Directions for this task ▸ Beginning at the line that contains "Target: ceiling fan light" and ending at the last line of the records below, retype each line exactly and add nothing.
[Dataset records Boundary: Start]
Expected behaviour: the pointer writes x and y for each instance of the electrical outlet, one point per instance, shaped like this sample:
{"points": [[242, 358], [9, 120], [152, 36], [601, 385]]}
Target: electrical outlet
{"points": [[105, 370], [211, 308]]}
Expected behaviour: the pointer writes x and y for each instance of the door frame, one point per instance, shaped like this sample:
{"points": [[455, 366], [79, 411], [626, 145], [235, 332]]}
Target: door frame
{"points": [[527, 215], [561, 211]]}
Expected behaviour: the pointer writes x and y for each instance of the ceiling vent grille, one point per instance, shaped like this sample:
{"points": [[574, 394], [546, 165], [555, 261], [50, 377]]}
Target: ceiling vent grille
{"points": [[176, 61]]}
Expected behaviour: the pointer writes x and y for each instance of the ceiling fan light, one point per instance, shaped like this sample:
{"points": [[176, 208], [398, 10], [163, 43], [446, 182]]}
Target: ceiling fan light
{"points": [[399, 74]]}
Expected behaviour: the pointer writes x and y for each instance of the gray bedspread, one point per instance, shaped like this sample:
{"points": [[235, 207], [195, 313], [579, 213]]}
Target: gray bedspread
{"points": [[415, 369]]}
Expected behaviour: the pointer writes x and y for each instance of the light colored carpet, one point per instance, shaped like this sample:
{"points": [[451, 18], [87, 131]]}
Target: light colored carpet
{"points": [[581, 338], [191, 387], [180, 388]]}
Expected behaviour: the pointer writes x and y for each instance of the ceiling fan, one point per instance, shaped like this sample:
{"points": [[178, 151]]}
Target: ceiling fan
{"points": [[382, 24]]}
[Dataset records Boundary: End]
Expected answer ▸
Target: ceiling fan light
{"points": [[399, 74]]}
Expected behaviour: the pointer writes x and y for each instance of the gray bedspread, one point per instance, shaped like this sample:
{"points": [[235, 207], [195, 313], [579, 213]]}
Target: gray bedspread
{"points": [[415, 369]]}
Expected behaviour: the pointer writes x and y for each instance of the light colored carpet, one point per instance, shaped like this sample:
{"points": [[451, 18], [87, 131]]}
Target: light colored carpet
{"points": [[581, 338], [191, 387], [180, 388]]}
Expected behaviour: the pointer writes x and y for each instance of the ceiling fan, one point per instance, shaped like this sample:
{"points": [[178, 151]]}
Target: ceiling fan
{"points": [[382, 24]]}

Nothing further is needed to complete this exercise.